# [Material for this task]
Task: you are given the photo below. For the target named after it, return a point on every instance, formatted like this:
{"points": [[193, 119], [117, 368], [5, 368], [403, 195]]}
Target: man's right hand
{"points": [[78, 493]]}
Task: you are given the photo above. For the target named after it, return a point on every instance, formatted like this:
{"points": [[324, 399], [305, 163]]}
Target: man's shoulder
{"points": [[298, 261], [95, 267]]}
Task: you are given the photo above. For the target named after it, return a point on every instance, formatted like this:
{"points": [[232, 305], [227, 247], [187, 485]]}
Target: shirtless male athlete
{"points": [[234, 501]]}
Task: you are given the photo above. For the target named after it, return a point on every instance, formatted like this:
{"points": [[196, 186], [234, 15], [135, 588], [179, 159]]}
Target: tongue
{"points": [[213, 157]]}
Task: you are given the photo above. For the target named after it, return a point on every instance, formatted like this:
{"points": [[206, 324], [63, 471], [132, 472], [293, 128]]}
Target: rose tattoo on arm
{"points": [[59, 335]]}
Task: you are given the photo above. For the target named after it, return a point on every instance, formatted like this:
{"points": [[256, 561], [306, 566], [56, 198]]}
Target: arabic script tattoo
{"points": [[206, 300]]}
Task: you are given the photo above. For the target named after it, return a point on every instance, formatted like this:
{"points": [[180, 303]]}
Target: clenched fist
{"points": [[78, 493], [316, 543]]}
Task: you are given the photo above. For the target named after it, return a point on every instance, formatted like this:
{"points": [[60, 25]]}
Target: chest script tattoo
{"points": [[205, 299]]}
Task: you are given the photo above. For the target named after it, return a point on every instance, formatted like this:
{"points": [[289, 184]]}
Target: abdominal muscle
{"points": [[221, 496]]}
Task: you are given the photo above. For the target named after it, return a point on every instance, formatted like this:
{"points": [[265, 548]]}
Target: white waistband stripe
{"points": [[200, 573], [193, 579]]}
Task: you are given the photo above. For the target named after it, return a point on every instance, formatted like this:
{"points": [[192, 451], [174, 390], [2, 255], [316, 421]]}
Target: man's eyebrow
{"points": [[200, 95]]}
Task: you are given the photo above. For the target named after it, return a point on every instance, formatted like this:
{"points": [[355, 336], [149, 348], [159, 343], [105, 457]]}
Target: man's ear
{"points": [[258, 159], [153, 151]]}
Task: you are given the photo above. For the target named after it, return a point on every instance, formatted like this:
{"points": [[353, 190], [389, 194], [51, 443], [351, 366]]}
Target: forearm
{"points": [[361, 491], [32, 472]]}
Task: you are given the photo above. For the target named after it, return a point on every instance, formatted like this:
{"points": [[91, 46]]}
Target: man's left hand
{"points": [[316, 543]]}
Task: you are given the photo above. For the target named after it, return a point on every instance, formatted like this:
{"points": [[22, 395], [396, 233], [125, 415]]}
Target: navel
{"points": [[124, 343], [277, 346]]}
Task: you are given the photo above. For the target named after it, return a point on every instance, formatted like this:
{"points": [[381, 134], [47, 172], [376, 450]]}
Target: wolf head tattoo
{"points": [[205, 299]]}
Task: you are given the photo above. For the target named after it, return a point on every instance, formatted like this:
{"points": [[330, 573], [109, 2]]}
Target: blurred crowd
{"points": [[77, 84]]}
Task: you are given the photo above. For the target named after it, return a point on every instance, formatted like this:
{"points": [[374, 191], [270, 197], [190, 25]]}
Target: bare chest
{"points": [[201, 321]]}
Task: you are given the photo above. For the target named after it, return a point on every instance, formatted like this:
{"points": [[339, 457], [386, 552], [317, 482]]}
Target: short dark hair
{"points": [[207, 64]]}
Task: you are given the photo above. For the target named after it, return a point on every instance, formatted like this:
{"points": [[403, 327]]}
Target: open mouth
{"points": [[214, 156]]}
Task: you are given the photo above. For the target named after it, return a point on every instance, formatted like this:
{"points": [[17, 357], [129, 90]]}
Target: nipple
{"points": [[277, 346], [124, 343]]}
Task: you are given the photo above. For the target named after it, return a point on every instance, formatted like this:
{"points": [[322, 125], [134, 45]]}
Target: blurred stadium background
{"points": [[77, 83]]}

# [Work to complete]
What is needed is an exact copy of all the data above.

# [Response area]
Task: you are given the photo below. For the target named after it, return a point on every instance, formatted like this:
{"points": [[193, 119], [117, 368], [5, 368], [403, 195]]}
Target: man's right hand
{"points": [[78, 493]]}
Task: you are given the photo above. For the target named after it, return a point on every instance, formatted like this:
{"points": [[324, 399], [305, 163]]}
Target: man's shoulder
{"points": [[298, 261], [95, 267]]}
Task: you are given the photo above. For the target named after it, return a point on every instance, formatted like this:
{"points": [[232, 305], [227, 247], [187, 485]]}
Target: shirtless male athlete
{"points": [[234, 501]]}
Task: you are given the photo above. For the target named after it, return a point on every instance, formatted like this:
{"points": [[196, 186], [234, 15], [135, 588], [179, 159]]}
Target: tongue
{"points": [[213, 157]]}
Task: you are given the photo above. For the target named after it, return a point on every instance, formatted like this:
{"points": [[206, 324], [63, 471], [132, 472], [293, 128]]}
Target: rose tattoo on arm
{"points": [[59, 335]]}
Task: you are given the photo above. For the target named after it, return a point on every instance, formatted like this:
{"points": [[256, 561], [306, 566], [56, 198]]}
Target: arabic script tattoo
{"points": [[206, 300]]}
Task: you are given the photo above. For the target named after it, return a point on every instance, formatted like this:
{"points": [[180, 303]]}
Target: clenched fist
{"points": [[78, 493], [316, 543]]}
Task: you are given the photo above. For the target named after it, return a point on every instance, formatted like this:
{"points": [[60, 25]]}
Target: chest script tattoo
{"points": [[205, 299]]}
Task: you are given the photo above. For the target named after it, return a point on every instance, formatted like this:
{"points": [[289, 184]]}
Target: abdominal muscle
{"points": [[221, 496]]}
Task: you are given the photo above. For the target named after it, return a point on every instance, formatted like this:
{"points": [[265, 548]]}
Target: white waistband stripe
{"points": [[200, 573], [193, 579]]}
Task: you are given the photo above. For the target named after it, return a point on every instance, formatted like this:
{"points": [[192, 451], [174, 390], [2, 255], [316, 421]]}
Target: man's eyebrow
{"points": [[200, 95]]}
Task: you are given the photo above. For the target named after it, return a point on every instance, formatted like this:
{"points": [[355, 336], [149, 348], [159, 343], [105, 457]]}
Target: man's ear
{"points": [[258, 159], [153, 151]]}
Task: you are given the photo above. For the target named after it, return a point on every instance, formatted like this:
{"points": [[353, 190], [389, 194], [51, 443], [351, 366]]}
Target: forearm
{"points": [[361, 491], [32, 472]]}
Task: you are given the photo above. For the target named after it, return a point on every instance, formatted like this:
{"points": [[91, 46]]}
Target: man's left hand
{"points": [[316, 543]]}
Task: you are given the photo above. For the target named after it, return a point on every instance, formatted like this:
{"points": [[22, 395], [396, 233], [125, 415]]}
Target: navel
{"points": [[124, 343], [277, 346]]}
Task: you are given the photo above. For the target named after it, return a point on every instance, formatted like this:
{"points": [[381, 134], [47, 172], [376, 450]]}
Target: wolf head tattoo
{"points": [[205, 299]]}
Task: you are given the photo above. For the target named after it, return a point on every instance, formatted like this:
{"points": [[330, 573], [109, 2]]}
Target: blurred crowd
{"points": [[77, 84]]}
Task: you are given the photo above. For the target named after it, return a point on every instance, formatted like this:
{"points": [[374, 191], [270, 197], [190, 25]]}
Target: bare chest
{"points": [[201, 321]]}
Task: you are given the photo above. For the target named after it, return a point on every instance, formatted like this:
{"points": [[339, 457], [386, 552], [317, 482]]}
Target: short dark hair
{"points": [[207, 64]]}
Task: you are given the photo above. For the target named after it, return a point on every instance, formatted like this:
{"points": [[403, 327]]}
Target: open mouth
{"points": [[214, 156]]}
Task: you are given the photo above. For the target named after it, return a point on every instance, formatted like this:
{"points": [[17, 357], [129, 90]]}
Target: nipple
{"points": [[277, 346], [124, 343]]}
Task: you are given the photo above. For the target named after it, return a point on every instance, formatted like this:
{"points": [[322, 125], [134, 45]]}
Target: blurred stadium background
{"points": [[77, 83]]}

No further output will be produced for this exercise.